____ Information provided

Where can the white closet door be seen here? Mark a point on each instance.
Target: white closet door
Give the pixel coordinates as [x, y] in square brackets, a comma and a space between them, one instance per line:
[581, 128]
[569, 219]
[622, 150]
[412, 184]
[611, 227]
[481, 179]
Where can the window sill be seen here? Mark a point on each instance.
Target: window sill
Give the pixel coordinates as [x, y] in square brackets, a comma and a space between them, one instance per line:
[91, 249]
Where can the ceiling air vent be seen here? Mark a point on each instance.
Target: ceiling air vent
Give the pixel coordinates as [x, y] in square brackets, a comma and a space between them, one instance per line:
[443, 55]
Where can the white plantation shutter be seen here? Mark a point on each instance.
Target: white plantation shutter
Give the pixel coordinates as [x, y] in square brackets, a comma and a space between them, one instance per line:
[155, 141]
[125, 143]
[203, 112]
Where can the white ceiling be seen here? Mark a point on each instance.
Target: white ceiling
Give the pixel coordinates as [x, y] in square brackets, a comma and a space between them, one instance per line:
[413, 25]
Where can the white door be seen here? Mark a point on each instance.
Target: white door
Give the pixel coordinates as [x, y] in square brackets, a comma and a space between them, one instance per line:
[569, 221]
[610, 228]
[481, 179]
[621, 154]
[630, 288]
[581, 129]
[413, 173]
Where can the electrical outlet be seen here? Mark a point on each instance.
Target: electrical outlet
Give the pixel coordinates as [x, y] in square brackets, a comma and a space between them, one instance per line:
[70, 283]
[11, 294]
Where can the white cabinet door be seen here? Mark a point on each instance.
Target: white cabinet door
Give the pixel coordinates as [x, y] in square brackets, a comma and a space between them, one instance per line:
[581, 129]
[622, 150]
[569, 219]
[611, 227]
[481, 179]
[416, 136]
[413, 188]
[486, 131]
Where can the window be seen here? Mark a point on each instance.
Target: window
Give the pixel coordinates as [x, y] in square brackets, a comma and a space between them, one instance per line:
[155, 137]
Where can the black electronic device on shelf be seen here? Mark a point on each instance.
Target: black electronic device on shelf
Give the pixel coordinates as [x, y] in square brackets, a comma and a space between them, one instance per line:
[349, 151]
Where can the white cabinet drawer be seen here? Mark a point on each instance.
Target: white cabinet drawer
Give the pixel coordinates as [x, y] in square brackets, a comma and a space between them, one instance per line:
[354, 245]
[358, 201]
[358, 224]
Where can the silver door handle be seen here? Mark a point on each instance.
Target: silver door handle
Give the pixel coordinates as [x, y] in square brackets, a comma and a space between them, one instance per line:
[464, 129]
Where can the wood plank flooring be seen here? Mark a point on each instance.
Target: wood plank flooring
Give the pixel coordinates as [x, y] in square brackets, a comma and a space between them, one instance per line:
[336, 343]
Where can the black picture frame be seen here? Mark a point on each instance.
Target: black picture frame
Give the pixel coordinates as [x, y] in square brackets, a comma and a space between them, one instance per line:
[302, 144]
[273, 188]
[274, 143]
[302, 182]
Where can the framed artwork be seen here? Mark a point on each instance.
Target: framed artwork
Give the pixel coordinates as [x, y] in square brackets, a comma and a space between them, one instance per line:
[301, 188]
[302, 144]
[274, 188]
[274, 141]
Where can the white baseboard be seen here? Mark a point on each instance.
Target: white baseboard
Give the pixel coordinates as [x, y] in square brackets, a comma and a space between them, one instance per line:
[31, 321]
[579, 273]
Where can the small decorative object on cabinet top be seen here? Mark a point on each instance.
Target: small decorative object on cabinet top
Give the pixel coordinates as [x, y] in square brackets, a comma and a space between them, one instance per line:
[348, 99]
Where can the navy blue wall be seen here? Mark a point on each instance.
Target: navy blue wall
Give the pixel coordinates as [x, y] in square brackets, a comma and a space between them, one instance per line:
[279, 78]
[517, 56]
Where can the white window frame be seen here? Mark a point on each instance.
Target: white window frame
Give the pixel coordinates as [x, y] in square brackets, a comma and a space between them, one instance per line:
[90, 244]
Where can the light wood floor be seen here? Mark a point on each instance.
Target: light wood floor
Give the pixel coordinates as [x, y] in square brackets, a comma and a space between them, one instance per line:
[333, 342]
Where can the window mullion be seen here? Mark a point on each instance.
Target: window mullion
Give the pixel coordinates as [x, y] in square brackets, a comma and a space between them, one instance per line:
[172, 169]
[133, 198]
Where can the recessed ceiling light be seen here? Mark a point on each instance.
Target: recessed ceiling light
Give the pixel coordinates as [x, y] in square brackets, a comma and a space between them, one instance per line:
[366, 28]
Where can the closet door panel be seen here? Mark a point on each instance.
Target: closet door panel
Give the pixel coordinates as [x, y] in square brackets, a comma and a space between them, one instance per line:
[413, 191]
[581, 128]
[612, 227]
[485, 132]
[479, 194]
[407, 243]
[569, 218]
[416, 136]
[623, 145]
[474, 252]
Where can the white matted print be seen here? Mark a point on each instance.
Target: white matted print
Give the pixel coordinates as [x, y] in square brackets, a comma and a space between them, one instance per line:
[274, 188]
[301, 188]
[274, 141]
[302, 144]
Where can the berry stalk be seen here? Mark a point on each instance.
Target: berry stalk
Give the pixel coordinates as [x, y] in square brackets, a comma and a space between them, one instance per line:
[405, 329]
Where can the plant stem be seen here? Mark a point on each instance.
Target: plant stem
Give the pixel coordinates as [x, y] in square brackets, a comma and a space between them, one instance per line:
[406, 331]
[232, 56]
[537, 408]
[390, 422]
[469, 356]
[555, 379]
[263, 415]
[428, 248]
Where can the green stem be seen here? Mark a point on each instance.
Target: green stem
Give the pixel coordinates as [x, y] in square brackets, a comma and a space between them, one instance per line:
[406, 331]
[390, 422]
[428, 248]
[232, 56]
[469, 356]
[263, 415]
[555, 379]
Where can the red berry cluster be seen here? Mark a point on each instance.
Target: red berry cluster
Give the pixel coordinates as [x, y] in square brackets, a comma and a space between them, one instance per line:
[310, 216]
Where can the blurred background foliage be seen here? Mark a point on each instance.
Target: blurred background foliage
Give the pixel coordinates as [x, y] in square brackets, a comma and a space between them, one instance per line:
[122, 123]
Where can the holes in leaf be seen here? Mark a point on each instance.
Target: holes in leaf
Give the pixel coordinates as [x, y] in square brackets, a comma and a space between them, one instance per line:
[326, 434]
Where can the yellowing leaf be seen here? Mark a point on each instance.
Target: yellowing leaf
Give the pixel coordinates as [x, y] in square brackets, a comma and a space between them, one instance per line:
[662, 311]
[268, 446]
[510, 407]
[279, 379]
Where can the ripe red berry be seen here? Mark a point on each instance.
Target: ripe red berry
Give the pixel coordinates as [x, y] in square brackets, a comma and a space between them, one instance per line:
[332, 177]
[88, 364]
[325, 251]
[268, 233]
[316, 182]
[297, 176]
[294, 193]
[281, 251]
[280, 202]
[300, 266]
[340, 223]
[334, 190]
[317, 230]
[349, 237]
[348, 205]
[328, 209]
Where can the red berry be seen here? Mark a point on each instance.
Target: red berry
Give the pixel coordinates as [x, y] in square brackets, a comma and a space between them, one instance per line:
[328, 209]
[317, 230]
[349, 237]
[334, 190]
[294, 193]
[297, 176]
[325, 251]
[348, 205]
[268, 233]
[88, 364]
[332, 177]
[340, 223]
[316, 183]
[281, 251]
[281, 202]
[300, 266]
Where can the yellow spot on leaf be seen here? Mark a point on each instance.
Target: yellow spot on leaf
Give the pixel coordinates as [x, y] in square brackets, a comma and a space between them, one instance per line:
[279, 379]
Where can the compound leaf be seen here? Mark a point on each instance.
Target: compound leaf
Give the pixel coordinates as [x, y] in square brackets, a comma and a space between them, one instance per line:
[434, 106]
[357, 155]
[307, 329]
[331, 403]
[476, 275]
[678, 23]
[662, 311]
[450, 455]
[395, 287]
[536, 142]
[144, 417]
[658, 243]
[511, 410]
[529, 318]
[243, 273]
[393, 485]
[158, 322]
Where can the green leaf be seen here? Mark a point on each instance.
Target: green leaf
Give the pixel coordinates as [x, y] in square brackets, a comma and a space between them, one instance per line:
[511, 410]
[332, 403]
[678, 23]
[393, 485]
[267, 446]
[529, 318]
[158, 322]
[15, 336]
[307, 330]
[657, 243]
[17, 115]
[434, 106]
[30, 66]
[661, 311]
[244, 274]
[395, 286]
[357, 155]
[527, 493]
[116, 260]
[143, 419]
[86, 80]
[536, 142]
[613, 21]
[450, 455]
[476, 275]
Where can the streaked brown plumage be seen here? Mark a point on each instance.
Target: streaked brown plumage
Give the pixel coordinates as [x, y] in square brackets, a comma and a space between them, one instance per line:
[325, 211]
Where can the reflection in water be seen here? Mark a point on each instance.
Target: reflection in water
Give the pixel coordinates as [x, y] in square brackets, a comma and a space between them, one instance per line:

________

In the records above, find the line containing "Where can the green leaf"; please retype it and every line after it through the last line, exactly and with nothing else.

Where can the green leaf be seen here? Mark a point on each instance.
Target: green leaf
Give the pixel coordinates as [x, y] in square brackets, a comma and a space between them, one instance per line:
[511, 410]
[332, 403]
[678, 23]
[393, 485]
[267, 446]
[529, 318]
[158, 322]
[15, 336]
[307, 330]
[657, 243]
[17, 115]
[434, 106]
[30, 66]
[661, 311]
[244, 274]
[395, 286]
[357, 155]
[527, 493]
[116, 260]
[143, 419]
[86, 80]
[536, 142]
[613, 21]
[450, 455]
[476, 275]
Where can the streaked brown plumage be seen here? Mark a point on each instance.
Target: streaked brown plumage
Give the pixel coordinates as [x, y] in square brackets, a comma and a space between them, one instance per line:
[325, 211]
Where can the reflection in water be seen here? Mark a point on each instance.
Target: reflection in water
Give the pixel coordinates as [x, y] in square brackets, a comma and a space between them, one instance per line:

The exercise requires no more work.